*PAGE TEXT:*
I inserted the echo statement on line 2 to test if the script was even getting to that point, but when I run the script that doesn't even get outputted. I guess that means I can't just use sudo -s inside a script like I can on the command line.

Does anyone know how I can make these command line instructions execute in a shell script?

4

Every command in a shell script, is run independently. The script is parent process which invokes commands as child processes. Thus, sudo -s creates a new process that opens root shell. However, this process cannot execute the commands later.

You can also see your echo output being printed, if you do exit from root shell. This happens because, when you exit, the process of root shell gets terminated.

*TASK SET:*
a) According to the text on running sudo -s inside a shell script, what does sudo -s create?
b) Pick up the text on running sudo -s inside a shell script after its last sentence and carry it on.
The lines after this text are separate material.

*COLLECTED MATERIAL:*
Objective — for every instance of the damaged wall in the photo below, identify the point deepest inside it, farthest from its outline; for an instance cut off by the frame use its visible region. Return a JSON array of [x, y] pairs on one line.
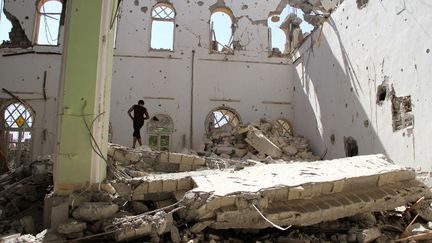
[[360, 50], [27, 82], [248, 81]]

*WRITTEN ANSWERS:*
a) A new process that opens a root shell.

b)
You can write all the commands, except sudo -s in shell script. Make it executable by chmod +x install_logentries.sh. And execute it via sudo install_logentries.sh

Another alternative is to embed commands as a child process using << (as given below):

#!/bin/bash
sudo -s << SCRIPT
tee /etc/yum.repos.d/logentries.repo <<EOF

[logentries]
name=Logentries repo
enabled=1
metadata_expire=1d
baseurl=http://rep.logentries.com/amazonlatest/\$basearch
gpgkey=http://rep.logentries.com/RPM-GPG-KEY-logentries

EOF
yum update
yum install logentries
SCRIPT
  • 2
    Typo in sudo line. I think you mean sudo -s, not sudo - s. – Daniel Bungert Aug 22 '16 at 22:10
4

I generally check the EUID and if it's not zero, then something like:

if [ $EUID -ne 0 ]; then
    exec sudo $0
done

(Basically force the script to run as root if it's not already. The "exec" bit makes sure that control does not return to your non-root script.)

2

Removing the sudo line and invoking it as sudo ./script should give you what you want.

Or, sudo could be used within the script by prefixing the individual commands (sudo tee, sudo yum).

1

Try adding the 'shebang' line (first line) to call your bash, as the following example shows: (do a which bash to find where your bash is located as it may not be /bin/bash)

#!/bin/bash

sudo -s
echo "sudod"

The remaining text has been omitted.